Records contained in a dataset

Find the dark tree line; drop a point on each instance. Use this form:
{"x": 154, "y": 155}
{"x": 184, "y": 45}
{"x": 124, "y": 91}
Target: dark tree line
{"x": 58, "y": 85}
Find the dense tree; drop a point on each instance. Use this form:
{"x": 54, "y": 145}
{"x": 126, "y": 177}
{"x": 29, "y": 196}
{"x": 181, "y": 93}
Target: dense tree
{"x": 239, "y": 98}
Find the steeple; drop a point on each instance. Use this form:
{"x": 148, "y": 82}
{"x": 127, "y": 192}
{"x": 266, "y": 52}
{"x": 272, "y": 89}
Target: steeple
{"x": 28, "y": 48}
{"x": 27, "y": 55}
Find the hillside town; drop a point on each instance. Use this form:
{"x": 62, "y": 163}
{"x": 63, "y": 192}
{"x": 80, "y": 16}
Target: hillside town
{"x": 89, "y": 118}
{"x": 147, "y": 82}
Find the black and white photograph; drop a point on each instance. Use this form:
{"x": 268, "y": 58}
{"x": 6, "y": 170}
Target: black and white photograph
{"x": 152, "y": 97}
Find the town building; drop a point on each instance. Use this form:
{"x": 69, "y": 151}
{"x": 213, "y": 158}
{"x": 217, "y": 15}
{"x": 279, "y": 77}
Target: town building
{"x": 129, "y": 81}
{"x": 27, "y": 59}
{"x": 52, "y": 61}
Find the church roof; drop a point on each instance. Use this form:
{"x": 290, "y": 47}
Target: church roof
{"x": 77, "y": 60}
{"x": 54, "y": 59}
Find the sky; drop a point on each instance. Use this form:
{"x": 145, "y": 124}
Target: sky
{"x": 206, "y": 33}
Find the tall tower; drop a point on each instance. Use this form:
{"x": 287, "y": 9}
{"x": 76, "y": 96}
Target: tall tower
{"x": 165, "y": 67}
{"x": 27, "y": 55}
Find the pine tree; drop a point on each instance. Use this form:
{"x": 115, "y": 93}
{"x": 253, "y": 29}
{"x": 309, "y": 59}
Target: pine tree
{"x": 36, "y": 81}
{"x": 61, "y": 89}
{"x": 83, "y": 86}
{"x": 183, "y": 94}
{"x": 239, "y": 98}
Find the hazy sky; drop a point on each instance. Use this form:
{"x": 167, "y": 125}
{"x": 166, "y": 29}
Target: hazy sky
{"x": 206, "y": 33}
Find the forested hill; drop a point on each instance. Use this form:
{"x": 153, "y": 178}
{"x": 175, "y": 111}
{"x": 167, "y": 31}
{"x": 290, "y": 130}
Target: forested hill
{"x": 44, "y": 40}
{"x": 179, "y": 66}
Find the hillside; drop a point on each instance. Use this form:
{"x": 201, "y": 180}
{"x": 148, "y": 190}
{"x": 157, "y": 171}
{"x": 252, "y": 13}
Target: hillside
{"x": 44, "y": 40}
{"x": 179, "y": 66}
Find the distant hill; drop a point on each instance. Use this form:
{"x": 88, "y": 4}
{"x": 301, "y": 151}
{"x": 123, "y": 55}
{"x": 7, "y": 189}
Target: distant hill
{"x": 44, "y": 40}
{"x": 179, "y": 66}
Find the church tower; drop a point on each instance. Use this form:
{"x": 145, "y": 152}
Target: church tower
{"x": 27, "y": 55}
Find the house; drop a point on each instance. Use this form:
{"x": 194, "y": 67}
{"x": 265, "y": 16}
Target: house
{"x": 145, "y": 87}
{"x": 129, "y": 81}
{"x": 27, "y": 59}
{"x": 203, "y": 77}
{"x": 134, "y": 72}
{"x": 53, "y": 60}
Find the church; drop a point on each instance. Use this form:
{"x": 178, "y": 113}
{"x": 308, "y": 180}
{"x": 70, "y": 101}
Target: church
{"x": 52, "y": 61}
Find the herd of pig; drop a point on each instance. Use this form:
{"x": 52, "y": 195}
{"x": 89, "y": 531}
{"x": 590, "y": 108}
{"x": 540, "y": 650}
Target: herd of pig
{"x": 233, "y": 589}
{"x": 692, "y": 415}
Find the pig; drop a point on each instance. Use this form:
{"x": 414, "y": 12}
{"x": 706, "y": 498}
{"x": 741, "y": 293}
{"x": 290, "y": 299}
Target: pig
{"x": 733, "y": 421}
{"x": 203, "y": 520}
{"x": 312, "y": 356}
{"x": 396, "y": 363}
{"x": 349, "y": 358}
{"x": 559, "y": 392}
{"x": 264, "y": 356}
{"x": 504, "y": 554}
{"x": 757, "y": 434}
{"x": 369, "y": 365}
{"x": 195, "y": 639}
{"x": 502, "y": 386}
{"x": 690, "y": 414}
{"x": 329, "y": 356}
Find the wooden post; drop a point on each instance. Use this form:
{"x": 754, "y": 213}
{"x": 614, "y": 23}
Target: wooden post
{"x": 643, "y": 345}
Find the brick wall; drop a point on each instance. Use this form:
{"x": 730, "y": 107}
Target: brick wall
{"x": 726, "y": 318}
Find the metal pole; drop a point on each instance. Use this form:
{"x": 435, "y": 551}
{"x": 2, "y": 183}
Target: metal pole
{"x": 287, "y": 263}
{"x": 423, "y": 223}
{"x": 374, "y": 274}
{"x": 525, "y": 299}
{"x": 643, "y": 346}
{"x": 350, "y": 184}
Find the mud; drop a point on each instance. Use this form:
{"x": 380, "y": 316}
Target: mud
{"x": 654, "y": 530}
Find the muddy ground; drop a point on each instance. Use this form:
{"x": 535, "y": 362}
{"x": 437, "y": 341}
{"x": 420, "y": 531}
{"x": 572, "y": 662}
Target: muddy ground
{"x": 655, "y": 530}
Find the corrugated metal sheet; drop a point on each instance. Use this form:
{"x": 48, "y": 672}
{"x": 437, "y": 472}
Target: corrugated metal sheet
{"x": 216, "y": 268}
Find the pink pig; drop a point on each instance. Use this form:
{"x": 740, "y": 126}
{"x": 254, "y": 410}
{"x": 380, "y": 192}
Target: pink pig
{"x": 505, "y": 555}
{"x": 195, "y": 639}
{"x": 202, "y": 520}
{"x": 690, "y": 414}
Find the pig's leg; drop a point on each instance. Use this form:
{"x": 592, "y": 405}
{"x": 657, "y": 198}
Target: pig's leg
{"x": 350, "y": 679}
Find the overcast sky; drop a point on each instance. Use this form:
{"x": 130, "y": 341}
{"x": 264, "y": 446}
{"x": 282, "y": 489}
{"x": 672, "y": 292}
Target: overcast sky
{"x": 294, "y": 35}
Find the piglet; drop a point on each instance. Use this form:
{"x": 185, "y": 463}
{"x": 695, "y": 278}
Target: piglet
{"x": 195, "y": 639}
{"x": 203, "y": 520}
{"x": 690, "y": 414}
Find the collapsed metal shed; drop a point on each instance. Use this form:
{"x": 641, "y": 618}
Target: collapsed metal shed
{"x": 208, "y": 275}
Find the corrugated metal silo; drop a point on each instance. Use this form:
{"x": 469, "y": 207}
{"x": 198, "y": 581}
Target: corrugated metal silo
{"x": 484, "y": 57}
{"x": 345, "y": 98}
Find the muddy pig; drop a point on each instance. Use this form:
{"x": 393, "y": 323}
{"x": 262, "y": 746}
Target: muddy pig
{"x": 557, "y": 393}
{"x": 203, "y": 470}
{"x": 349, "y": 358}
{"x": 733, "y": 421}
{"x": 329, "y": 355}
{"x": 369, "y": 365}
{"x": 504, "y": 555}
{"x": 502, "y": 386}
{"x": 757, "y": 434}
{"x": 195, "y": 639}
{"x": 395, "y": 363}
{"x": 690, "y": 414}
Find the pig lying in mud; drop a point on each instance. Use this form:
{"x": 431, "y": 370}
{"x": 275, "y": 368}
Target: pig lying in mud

▸ WHAT THE EXERCISE ASKS
Which lines of the data contain the word "lying"? Copy each one.

▸ TASK RESPONSE
Find the pig lying in mud; drop a point on each instance. Use this form:
Target: pig lying in mud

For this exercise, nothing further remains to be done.